Copy the records below exactly as they are written.
##############################
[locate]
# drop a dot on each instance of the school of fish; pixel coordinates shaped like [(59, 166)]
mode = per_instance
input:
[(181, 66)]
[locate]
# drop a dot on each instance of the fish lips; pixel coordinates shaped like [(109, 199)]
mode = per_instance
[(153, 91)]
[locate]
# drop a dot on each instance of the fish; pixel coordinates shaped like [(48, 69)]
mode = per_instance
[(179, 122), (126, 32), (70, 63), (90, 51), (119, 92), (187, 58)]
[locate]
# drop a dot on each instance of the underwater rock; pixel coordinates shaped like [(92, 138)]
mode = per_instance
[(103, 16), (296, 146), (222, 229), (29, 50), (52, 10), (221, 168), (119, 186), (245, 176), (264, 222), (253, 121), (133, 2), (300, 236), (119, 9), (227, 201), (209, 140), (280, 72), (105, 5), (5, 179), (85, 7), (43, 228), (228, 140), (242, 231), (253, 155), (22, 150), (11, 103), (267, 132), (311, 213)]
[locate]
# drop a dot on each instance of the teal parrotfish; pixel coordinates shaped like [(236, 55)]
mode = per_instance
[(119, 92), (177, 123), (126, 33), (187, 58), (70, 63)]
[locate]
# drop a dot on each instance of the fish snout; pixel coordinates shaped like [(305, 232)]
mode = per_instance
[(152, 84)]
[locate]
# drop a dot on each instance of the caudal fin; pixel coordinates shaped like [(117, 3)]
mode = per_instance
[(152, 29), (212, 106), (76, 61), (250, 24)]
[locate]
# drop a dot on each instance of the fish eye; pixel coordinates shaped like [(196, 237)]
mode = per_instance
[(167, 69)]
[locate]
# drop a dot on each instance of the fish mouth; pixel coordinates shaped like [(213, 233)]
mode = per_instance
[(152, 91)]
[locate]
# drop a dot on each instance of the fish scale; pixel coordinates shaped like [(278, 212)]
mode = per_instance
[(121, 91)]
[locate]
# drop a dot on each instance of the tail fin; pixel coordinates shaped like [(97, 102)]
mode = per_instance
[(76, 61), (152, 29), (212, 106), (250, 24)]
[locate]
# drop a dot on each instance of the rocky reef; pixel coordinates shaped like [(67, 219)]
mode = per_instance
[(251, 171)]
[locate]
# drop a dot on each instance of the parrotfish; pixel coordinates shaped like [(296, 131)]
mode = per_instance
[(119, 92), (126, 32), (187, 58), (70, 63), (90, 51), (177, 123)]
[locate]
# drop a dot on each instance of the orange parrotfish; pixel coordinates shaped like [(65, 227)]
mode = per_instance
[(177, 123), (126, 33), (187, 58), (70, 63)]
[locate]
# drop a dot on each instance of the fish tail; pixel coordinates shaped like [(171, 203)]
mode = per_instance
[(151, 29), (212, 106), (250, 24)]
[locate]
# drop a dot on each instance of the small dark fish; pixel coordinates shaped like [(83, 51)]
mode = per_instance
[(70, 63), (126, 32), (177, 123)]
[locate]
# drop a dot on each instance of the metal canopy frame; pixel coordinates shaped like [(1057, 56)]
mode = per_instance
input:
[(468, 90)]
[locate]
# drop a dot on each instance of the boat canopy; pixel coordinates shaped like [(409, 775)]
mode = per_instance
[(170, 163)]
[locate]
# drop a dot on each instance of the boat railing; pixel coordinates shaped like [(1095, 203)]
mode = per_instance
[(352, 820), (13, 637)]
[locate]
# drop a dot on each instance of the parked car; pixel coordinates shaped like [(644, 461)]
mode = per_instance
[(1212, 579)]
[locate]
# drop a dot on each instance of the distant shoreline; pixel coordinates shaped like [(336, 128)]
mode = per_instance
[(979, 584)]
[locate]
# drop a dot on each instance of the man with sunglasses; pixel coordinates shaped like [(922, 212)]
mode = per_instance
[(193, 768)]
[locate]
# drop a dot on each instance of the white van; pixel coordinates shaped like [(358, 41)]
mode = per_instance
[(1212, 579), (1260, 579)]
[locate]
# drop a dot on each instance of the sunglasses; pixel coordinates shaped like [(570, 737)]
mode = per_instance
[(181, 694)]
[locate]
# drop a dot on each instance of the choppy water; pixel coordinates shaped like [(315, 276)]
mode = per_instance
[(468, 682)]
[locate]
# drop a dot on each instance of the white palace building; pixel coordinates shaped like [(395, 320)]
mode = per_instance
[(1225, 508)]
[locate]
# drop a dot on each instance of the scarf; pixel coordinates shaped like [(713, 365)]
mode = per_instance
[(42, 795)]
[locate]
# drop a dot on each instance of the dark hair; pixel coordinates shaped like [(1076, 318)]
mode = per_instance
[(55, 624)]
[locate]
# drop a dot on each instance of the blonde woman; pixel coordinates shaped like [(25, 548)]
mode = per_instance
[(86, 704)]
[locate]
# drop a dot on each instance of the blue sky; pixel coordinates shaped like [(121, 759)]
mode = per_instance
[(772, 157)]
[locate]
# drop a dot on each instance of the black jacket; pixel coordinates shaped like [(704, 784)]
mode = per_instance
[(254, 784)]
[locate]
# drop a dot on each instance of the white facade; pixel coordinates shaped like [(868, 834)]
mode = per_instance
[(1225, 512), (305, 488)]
##############################
> Task response:
[locate]
# drop a dot on each instance of the school of fish; pixel coordinates shaped like [(59, 166)]
mode = per_instance
input:
[(181, 66)]
[locate]
# drop a dot on each instance of the fish lips; pixel coordinates shaped like [(109, 199)]
mode = per_instance
[(153, 91)]
[locate]
# drop a dot on each instance of the fish; pixel coordinates shaped like [(48, 69)]
mode = per_instance
[(179, 122), (126, 32), (70, 63), (90, 51), (119, 92), (187, 58)]
[locate]
# drop a dot on each instance of the underwater rock; pixel coordinates shaped like [(92, 138)]
mode = per_instance
[(103, 16), (296, 146), (222, 229), (29, 50), (52, 10), (221, 168), (119, 186), (245, 176), (264, 222), (253, 121), (133, 2), (300, 236), (119, 9), (227, 201), (209, 140), (280, 72), (105, 5), (5, 179), (85, 7), (43, 228), (228, 140), (242, 231), (253, 155), (22, 150), (11, 103), (267, 132), (311, 213)]
[locate]
# drop a dot on each instance of the teal parrotfish; pixel coordinates shaped like [(236, 55)]
mode = per_instance
[(119, 92), (177, 123), (126, 33), (187, 58), (70, 63)]
[locate]
# drop a dot on each instance of the fish snout; pixel coordinates shaped like [(305, 232)]
mode = per_instance
[(152, 84)]
[locate]
# drop a dot on each instance of the caudal fin; pixel coordinates shaped like [(117, 3)]
mode = per_instance
[(152, 29), (212, 106), (76, 61), (250, 24)]
[locate]
# drop a dot on each instance of the fish eye; pixel coordinates shaped like [(196, 237)]
mode = per_instance
[(167, 69)]
[locate]
# drop a dot on each instance of the fish mouth; pixel coordinates shaped like [(213, 233)]
mode = per_instance
[(152, 91)]
[locate]
# drop a dot on each instance of the fish scale; pixel coordinates shaped like [(278, 212)]
mode = per_instance
[(121, 91)]
[locate]
# drop a dot on each instance of the tail fin; pixel coordinates shaped like [(97, 102)]
mode = per_instance
[(76, 61), (152, 29), (212, 106), (250, 24)]
[locate]
# drop a dot on each instance of the rocky reef; pixel coordinates shaped like [(67, 219)]
mode = per_instance
[(251, 171)]
[locate]
# drop a dot on each instance of the parrotfish; pixel coordinates shaped like [(296, 131)]
mode = per_instance
[(119, 92), (126, 32), (187, 58), (70, 63), (90, 51), (177, 123)]
[locate]
# drop a dot on each instance of the orange parrotfish; pixel coordinates shaped like [(65, 227)]
mode = per_instance
[(177, 123), (126, 33), (187, 58), (70, 63)]
[locate]
# drop a dot on each instance of the fish tail; pixel coordinates shaped like [(171, 203)]
mode = per_instance
[(151, 29), (212, 106), (250, 24)]
[locate]
# drop a dot on each instance of the small dark fish; pixel coordinates shaped like [(83, 51)]
mode = per_instance
[(70, 63), (126, 32), (177, 123)]
[locate]
# drop a dot on each instance of the metal canopy frame; pixel coordinates shaped like [(1057, 56)]
mode = per_instance
input:
[(468, 90)]
[locate]
# drop a dot on each instance of the boat canopy; pixel coordinates shaped like [(409, 775)]
mode = per_instance
[(170, 163)]
[locate]
# drop a dot on each instance of the boat railing; pixel coordinates shaped like [(1095, 203)]
mode = per_instance
[(352, 820), (13, 637)]
[locate]
# drop a dot on each instance of the parked car; pixel coordinates shaped like [(644, 461)]
mode = per_instance
[(1212, 579)]
[locate]
# drop a dot on each instance of the distant shoreline; pixel coordinates shaped like [(336, 128)]
mode = per_instance
[(979, 584)]
[locate]
# drop a dot on each instance of the man with sunglasses; pixel coordinates shaped like [(922, 212)]
mode = per_instance
[(193, 768)]
[locate]
# drop a dot on each instance of the white van; pixel coordinates shaped like [(358, 41)]
mode = per_instance
[(1212, 579), (1260, 579)]
[locate]
# drop a dot on each instance of the sunglasses; pixel coordinates shaped like [(570, 737)]
mode = per_instance
[(181, 694)]
[locate]
# drop a dot on each instance of the choppy water; pixel coordinates shaped like [(315, 276)]
mode = per_instance
[(468, 682)]
[locate]
# drop a dot on each instance of the white palace building; pixel coordinates shaped like [(395, 320)]
mode = per_instance
[(1225, 508)]
[locate]
# drop a dot on each instance of the scarf; pixel coordinates shaped like [(713, 365)]
mode = per_instance
[(42, 795)]
[locate]
# drop a dot on each instance of the dark hair; pixel coordinates shaped like [(1076, 318)]
mode = per_instance
[(55, 624)]
[locate]
# drop a dot on each instance of the blonde woman; pixel coordinates shaped like [(25, 548)]
mode = per_instance
[(86, 704)]
[locate]
# drop a dot on each instance of the blue sky; pixel coordinates shaped like [(121, 759)]
mode = per_instance
[(772, 157)]
[locate]
# drop a dot on each instance of the black jacket; pixel coordinates shaped like [(704, 784)]
mode = per_instance
[(254, 784)]
[locate]
# drop a dot on each instance of the white facade; pixel coordinates shaped like [(868, 834)]
mode = per_instance
[(1225, 512), (305, 488)]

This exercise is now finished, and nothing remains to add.